◆ ABOUT THIS TASK ◆
Will you restate verbatim the lines running from the line with "The locator SHOULD return, for each instance of the woman in" to the end of the data, leaving out everything else?

◆ SUPPLIED RECORDS ◆
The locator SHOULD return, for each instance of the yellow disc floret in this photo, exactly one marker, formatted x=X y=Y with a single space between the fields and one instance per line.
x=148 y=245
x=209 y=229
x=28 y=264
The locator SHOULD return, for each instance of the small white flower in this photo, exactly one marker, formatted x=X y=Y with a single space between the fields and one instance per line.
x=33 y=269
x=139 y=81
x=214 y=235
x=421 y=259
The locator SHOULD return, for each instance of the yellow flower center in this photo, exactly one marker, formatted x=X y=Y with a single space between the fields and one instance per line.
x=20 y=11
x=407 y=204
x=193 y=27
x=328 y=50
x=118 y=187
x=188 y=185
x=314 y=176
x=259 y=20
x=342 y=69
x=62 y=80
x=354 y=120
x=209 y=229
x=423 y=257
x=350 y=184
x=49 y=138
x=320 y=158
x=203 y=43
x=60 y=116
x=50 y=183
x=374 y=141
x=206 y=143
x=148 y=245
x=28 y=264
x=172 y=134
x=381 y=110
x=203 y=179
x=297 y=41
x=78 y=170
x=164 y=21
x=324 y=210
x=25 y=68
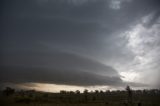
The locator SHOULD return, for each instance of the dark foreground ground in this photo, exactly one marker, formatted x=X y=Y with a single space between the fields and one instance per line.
x=9 y=97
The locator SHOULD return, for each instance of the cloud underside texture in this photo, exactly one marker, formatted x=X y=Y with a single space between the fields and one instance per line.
x=59 y=68
x=45 y=40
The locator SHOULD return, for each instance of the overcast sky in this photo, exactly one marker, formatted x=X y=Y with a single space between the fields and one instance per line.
x=80 y=42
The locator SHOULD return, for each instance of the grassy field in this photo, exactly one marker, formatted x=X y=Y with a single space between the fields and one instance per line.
x=98 y=98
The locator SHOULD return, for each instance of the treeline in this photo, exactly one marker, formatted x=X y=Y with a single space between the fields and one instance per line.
x=126 y=97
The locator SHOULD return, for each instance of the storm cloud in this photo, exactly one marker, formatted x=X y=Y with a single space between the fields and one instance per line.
x=80 y=42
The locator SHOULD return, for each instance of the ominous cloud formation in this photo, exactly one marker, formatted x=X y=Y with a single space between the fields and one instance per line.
x=80 y=42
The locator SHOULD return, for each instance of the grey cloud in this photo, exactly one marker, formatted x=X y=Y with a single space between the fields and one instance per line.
x=87 y=28
x=57 y=67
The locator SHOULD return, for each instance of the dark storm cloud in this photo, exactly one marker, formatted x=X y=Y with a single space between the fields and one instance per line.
x=57 y=67
x=74 y=26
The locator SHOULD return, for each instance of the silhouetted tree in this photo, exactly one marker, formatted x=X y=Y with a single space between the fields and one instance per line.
x=85 y=95
x=129 y=94
x=77 y=92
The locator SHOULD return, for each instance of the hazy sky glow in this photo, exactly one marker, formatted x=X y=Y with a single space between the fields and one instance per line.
x=50 y=45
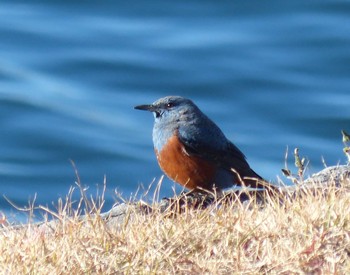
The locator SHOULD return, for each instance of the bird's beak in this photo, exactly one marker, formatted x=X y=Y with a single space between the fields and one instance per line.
x=149 y=107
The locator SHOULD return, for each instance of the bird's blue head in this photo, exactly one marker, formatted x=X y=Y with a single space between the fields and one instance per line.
x=170 y=109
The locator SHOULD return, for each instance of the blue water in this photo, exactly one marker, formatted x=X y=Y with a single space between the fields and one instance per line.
x=271 y=75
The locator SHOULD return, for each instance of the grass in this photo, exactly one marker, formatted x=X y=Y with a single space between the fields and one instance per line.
x=306 y=234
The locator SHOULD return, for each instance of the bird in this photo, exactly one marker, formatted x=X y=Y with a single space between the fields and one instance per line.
x=193 y=151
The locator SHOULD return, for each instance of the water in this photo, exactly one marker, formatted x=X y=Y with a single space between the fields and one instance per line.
x=271 y=75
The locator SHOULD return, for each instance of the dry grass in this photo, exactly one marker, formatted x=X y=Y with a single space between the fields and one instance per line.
x=308 y=234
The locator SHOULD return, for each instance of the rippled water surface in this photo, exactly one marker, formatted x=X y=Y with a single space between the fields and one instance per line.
x=271 y=75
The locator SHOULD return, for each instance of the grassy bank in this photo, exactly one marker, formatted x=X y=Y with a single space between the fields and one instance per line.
x=309 y=233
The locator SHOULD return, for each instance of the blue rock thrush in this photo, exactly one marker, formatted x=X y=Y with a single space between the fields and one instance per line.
x=193 y=151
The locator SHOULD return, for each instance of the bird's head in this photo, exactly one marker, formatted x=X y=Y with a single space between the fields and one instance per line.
x=170 y=108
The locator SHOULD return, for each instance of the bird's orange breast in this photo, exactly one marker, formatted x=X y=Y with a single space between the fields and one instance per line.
x=190 y=171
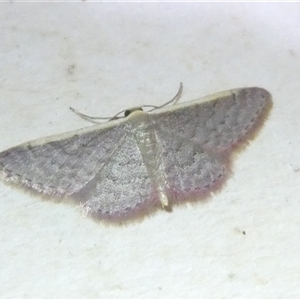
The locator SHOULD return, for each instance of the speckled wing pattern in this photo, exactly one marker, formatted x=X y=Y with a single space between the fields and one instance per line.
x=104 y=168
x=201 y=135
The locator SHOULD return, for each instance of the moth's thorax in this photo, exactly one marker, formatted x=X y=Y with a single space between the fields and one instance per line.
x=143 y=129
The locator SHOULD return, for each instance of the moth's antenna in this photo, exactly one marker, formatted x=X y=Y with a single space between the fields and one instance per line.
x=117 y=116
x=174 y=100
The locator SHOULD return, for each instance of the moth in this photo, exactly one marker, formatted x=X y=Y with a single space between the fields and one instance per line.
x=144 y=160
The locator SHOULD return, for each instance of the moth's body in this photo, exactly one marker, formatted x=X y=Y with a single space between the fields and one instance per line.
x=124 y=166
x=144 y=133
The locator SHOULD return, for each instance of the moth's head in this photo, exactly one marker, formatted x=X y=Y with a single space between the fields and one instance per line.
x=131 y=110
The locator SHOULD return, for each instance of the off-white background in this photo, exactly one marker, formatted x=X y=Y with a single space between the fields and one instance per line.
x=101 y=58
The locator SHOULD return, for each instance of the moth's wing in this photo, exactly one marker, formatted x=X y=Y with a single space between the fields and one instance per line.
x=61 y=165
x=190 y=171
x=122 y=187
x=195 y=135
x=217 y=122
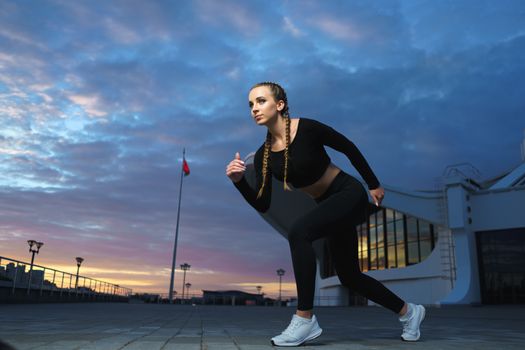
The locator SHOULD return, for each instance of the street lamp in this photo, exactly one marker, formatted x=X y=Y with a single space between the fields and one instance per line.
x=188 y=285
x=280 y=272
x=79 y=261
x=184 y=267
x=38 y=245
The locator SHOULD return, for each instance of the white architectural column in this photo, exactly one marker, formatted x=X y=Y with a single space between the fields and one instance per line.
x=466 y=288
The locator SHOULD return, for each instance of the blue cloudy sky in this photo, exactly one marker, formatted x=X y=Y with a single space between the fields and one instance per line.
x=98 y=99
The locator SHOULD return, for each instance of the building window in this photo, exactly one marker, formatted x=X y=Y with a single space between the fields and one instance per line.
x=390 y=239
x=412 y=241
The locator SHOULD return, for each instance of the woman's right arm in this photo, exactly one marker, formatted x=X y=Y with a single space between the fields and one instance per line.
x=236 y=168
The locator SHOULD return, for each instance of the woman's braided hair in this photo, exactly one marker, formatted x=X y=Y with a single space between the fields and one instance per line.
x=278 y=94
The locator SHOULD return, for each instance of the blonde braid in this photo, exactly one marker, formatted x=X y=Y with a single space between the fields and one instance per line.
x=287 y=119
x=265 y=167
x=279 y=94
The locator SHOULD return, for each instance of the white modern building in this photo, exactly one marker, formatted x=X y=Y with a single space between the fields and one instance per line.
x=463 y=243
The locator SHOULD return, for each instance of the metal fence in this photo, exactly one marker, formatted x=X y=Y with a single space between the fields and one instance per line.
x=199 y=299
x=41 y=283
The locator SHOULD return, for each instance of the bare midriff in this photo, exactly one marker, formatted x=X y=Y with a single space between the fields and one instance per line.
x=319 y=187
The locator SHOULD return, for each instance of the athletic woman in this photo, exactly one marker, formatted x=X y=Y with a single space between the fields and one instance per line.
x=294 y=153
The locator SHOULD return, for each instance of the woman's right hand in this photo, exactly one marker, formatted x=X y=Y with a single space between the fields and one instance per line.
x=236 y=168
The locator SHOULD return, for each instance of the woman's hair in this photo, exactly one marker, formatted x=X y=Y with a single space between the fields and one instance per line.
x=278 y=94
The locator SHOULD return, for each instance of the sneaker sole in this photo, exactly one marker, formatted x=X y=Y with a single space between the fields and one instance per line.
x=418 y=332
x=311 y=337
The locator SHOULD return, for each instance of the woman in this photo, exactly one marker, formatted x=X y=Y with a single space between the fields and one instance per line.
x=293 y=152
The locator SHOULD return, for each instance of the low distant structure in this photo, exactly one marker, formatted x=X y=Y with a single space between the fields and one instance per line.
x=233 y=297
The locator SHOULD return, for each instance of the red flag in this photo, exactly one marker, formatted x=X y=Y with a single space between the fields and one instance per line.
x=185 y=167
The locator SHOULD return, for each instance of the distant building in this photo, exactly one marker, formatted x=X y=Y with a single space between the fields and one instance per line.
x=231 y=297
x=463 y=243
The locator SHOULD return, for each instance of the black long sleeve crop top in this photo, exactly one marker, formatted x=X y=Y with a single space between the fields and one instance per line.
x=307 y=161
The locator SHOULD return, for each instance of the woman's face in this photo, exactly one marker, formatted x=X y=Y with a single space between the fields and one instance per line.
x=263 y=105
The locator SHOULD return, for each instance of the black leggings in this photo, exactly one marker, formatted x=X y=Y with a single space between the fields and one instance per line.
x=340 y=209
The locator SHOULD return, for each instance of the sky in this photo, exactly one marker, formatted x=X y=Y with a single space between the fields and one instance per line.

◆ RESPONSE BOX ◆
The locator SHOULD return, for each instance of the woman in this photo, exactly one marker, formatted x=X y=Y with a single space between the fields and one instance per line.
x=293 y=152
The locator SHOULD return, for each instance of the low distant structure in this photo, exactly one marker, formatted x=X y=Y with a single space between the fields and one instance per line.
x=233 y=297
The locator SHOULD return, for each instance of the red flag in this photo, exactly one marker, formatted x=X y=Y with a single space between the fields and one instance per line.
x=185 y=167
The locator SHOULD return, for each instance of the distant building in this photo, exactly one marker, formatted x=X y=Y with a single space between the fields and one instance per line.
x=231 y=297
x=463 y=243
The locator SHOULD return, for each instance of the black long sleeve crop top in this photo, exactly one marker, formatted x=X y=Y with a single space between the fields and one instance per line.
x=307 y=161
The locator SHOULD return, for each instance of the woman's face in this photo, exactly one marker, formatted x=X y=Y with a single space between the fields and one instance per line.
x=263 y=105
The locator SHOULD return, for each instance of the black leggings in this photo, exactly one marker, formatted x=X y=Y with a single space between the fields and one instance per line.
x=340 y=209
The locator SHOULD return, for each instance of the sky in this photo, exactly one marker, formatted x=X y=Y with a single space between the fields and one instance per line.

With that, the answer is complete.